Your answer should be the records, restated word for word.
--- Data records ---
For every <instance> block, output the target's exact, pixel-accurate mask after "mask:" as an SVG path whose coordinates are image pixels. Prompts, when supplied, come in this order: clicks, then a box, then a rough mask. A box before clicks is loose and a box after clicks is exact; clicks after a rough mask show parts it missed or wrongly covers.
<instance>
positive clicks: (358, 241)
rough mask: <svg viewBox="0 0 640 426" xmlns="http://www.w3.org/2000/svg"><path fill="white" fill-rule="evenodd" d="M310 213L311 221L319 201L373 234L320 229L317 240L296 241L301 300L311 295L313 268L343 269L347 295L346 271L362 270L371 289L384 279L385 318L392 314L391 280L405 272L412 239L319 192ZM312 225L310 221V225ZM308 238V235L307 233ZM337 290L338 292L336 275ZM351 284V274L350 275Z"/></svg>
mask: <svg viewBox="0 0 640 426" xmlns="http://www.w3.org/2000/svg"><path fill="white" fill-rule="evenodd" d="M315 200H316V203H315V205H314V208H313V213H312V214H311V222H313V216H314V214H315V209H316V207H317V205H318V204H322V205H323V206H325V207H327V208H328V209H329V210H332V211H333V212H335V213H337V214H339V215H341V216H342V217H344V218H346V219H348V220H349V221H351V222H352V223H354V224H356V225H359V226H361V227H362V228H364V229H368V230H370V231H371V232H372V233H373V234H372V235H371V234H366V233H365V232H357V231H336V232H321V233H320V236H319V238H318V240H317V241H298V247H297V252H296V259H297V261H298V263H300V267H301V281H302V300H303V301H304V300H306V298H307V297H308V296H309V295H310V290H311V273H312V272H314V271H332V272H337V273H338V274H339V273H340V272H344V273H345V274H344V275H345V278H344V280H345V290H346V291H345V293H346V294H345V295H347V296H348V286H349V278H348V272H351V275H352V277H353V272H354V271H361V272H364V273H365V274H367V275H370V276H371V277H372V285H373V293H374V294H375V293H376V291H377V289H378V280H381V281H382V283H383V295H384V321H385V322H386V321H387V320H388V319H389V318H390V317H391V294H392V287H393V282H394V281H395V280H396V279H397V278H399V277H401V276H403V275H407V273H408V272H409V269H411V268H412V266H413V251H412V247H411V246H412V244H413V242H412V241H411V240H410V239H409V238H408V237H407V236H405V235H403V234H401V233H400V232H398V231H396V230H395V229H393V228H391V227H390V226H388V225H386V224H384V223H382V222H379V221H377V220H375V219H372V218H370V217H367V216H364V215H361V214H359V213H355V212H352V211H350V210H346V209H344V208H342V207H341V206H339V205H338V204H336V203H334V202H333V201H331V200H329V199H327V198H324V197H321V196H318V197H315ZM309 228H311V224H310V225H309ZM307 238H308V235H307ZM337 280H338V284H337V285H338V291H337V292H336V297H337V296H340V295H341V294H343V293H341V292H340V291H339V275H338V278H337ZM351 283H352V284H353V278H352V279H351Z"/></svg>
---
# Task response
For every <instance> block, output the target's exact, pixel-accurate mask after "mask:" as an SVG path whose coordinates are image pixels. Prompts, when supplied, come in this order: clicks, then a box, then a rough mask. A box before clicks is loose and a box after clicks is exact; clicks after a rough mask show parts it missed or wrongly covers.
<instance>
positive clicks: (358, 241)
rough mask: <svg viewBox="0 0 640 426" xmlns="http://www.w3.org/2000/svg"><path fill="white" fill-rule="evenodd" d="M310 213L311 221L319 201L373 234L320 229L317 240L296 241L301 300L311 295L313 268L343 269L347 295L346 271L362 270L371 289L384 279L385 318L392 314L391 280L405 272L412 239L319 192ZM312 225L310 221V225ZM308 238V235L307 233ZM337 290L338 292L336 275ZM351 284V274L350 275Z"/></svg>
mask: <svg viewBox="0 0 640 426" xmlns="http://www.w3.org/2000/svg"><path fill="white" fill-rule="evenodd" d="M315 200H316V203H315V205H314V208H313V213H312V214H311V222H313V216H314V214H315V209H316V207H317V205H318V204H322V205H323V206H325V207H327V208H328V209H329V210H332V211H333V212H335V213H337V214H339V215H341V216H342V217H344V218H346V219H348V220H349V221H351V222H352V223H354V224H356V225H359V226H361V227H362V228H364V229H368V230H370V231H371V232H372V233H373V234H372V235H371V234H366V233H365V232H357V231H336V232H321V233H320V236H319V238H318V240H317V241H298V247H297V252H296V259H297V261H298V263H300V267H301V281H302V300H303V301H304V300H306V298H307V297H308V296H309V295H310V290H311V273H312V272H314V271H332V272H337V273H338V274H339V273H340V272H344V273H345V274H344V275H345V278H344V280H345V290H346V291H345V293H346V294H345V295H347V296H348V286H349V278H348V272H351V275H352V277H353V272H354V271H361V272H364V273H365V274H367V275H370V276H371V277H372V285H373V293H374V294H375V293H376V291H377V289H378V280H381V281H382V283H383V295H384V321H385V322H386V321H387V320H388V319H389V318H390V317H391V294H392V287H393V282H394V281H395V280H396V279H397V278H399V277H401V276H403V275H407V273H408V272H409V269H411V268H412V266H413V251H412V247H411V246H412V244H413V242H412V241H411V240H410V239H409V238H408V237H407V236H405V235H403V234H401V233H400V232H398V231H396V230H395V229H393V228H391V227H390V226H388V225H386V224H384V223H382V222H379V221H377V220H375V219H372V218H370V217H367V216H364V215H361V214H359V213H355V212H352V211H350V210H346V209H344V208H342V207H341V206H339V205H338V204H336V203H334V202H333V201H331V200H329V199H327V198H324V197H321V196H318V197H315ZM309 228H311V224H310V225H309ZM307 238H308V235H307ZM337 280H338V284H337V285H338V291H337V292H336V297H337V296H340V295H341V294H343V293H341V292H340V291H339V275H338V278H337ZM351 283H352V284H353V278H352V279H351Z"/></svg>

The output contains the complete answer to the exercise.